So basically, the woman never had just one kid.
She always had multiples.
And its a medical miracle that in the 1700s a woman could have birthed multiples, with the lack of medical knowledge and technology back then.
The world's most prolific living mother is believed to be Leontina Albina from San Antonio, Chile, who reproduced her 55th and last child in 1981. Her husband stated that they were married in Argentina in 1943 and had five sets of triplets (all boys) before moving to Chile. Her husband had 18 more children with a second wife.
In Canada depending on your income level there is a monthly cheque for all children under the age of 18. It's not just a little bit of money either, I just received my July Child Tax Credit for my one son it's $277.66. So, if a person had 18 children all under the age of 18 they would get a monthly cheque in the amount of $4,997.88. An annual income of just under $60,000.00!!! without having to step out the door each morning to go to work.
I have known a large number of very large (eight or more) kids. I just sat here naming them in my head by family. Very often the larger the family the younger the older kids helped out or got jobs, and the more organized and less cluttered the house was.
I am amazed to know that now, with 3 kids, many people think that I have a "lot" of kids. I grew up in a Catholic school and MOST of my friends had 3 or more siblings, of my classmates. When my youngest was born, difficult child's doctor had already told me she would abort if she had 1 child as difficult as difficult child and was pregnant. Then difficult child's other docs (not pediatrician, but tdocs and psychiatrists) all got together and told me he NEEDED to be an only child.
Who decided that and what was it based on??? In the larger families, the kids all seemed to work together more - especially the older ones. But, alas, this was NOT my difficult child's dynamic. All the other difficult children in our extended family (as far as I can see) are either youngest or 1 of 2 sibs - never ever the oldest. But my son has to be himself, and we love him anyway.
As the youngest of 2 kids, I was always fascinated by my friends siblings - older and younger. And of the ones I became re-acquainted with as an adult, MOST of htem have MORE kids than their parents - very strange for urban US, as far as I have ever seen.

[EXERCISES]:
a: In the text about large families, how many children did Leontina Albina have?
b: Rewrite the text about large families from "I am amazed" up to and including "love him anyway.", changing "Catholic school" to "public school".
c: Carry on the text about large families from the point where it stops.
The items that follow come from a different source than the text about large families.

[EXCERPTED DATA]:

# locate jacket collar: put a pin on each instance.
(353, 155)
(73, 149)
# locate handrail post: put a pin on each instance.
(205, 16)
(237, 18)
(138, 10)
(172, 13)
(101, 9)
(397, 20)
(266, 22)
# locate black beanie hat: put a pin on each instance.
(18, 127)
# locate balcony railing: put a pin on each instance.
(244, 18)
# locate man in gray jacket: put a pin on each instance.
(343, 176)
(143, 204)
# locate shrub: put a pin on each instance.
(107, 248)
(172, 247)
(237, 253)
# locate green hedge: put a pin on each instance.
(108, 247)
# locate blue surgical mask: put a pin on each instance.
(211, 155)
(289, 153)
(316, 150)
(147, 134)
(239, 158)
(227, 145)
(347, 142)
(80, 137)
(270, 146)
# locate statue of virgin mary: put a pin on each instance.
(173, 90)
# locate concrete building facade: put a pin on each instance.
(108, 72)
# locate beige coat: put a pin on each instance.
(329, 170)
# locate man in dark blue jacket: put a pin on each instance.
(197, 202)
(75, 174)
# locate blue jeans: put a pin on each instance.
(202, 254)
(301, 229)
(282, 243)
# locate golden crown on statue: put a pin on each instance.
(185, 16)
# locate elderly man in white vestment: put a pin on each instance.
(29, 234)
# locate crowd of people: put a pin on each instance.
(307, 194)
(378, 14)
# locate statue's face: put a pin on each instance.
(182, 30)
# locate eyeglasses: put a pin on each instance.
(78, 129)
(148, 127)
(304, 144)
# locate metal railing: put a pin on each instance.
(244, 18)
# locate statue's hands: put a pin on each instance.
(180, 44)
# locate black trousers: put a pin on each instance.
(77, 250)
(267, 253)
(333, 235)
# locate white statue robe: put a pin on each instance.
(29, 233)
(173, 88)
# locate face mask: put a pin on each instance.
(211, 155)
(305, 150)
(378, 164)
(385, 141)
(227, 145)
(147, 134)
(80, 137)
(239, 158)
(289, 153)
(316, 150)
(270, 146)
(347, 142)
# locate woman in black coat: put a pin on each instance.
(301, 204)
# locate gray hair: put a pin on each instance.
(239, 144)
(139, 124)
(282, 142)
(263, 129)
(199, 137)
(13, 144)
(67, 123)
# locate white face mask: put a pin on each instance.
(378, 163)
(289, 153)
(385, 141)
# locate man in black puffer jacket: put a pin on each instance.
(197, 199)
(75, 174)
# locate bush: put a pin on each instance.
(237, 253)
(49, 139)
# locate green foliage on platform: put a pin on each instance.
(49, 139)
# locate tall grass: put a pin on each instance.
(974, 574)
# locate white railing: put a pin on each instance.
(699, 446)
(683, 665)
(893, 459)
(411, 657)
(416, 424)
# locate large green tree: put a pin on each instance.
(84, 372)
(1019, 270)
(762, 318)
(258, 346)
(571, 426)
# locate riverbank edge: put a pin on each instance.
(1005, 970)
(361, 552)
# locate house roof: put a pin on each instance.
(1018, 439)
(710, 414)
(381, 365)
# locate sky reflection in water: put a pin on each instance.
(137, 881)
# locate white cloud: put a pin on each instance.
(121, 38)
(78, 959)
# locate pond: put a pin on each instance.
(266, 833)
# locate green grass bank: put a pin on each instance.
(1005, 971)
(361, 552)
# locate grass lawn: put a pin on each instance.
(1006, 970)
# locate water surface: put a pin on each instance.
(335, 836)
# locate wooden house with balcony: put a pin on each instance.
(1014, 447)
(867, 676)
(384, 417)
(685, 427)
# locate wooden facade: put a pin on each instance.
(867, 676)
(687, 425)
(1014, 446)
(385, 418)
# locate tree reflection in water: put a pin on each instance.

[ANSWER LIST]:
a: 55

b:
I am amazed to know that now, with 3 kids, many people think that I have a "lot" of kids. I grew up in a public school and MOST of my friends had 3 or more siblings, of my classmates. When my youngest was born, difficult child's doctor had already told me she would abort if she had 1 child as difficult as difficult child and was pregnant. Then difficult child's other docs (not pediatrician, but tdocs and psychiatrists) all got together and told me he NEEDED to be an only child.
Who decided that and what was it based on??? In the larger families, the kids all seemed to work together more - especially the older ones. But, alas, this was NOT my difficult child's dynamic. All the other difficult children in our extended family (as far as I can see) are either youngest or 1 of 2 sibs - never ever the oldest. But my son has to be himself, and we love him anyway.

c:
Families are cool, aren't they? Even when they drive you nuts, they are still fascinating!
Esther - you are a QUEEN among women. I've known that for a long time now.
I love big families and used to think I would love having 10 kids! I have 42 first cousins, two families of 11 kids each. I used to work with a woman who was one of 17!
I'm another one that would have had a big family if circumstances had been different ... settled for two. I got a late start and was amost 30 with the first and almost 35 with the second. Had we been able to afford it and if my marriage had been more stable, I would have had more kids.
Esther, I admire you so much for raising such a large, wonderful family! My kids went to school with kids that were from a really huge family ... thirteen children and the first twelve were all boys! When #13 was a little girl, they called it quits. There was one of their kids in just about every grade - one of the older boys graduated with my daughter. This family raised 13 kids in a double-wide mobile home! They are very religious but not fanatical. They all did very well in school, were decently dressed, all polite, well mannered and respectful. You never heard of one of their kids being in any kind of trouble. The older ones helped with the younger ones. In their case, I think it helped them by taking on responsibilities, helping out where needed, and not being showered with material things. The one who graduated with my daughter works where I do now, and is doing very well. He's married and has three kids of his own now (all girls!) and you won't find a nicer young man anywhere!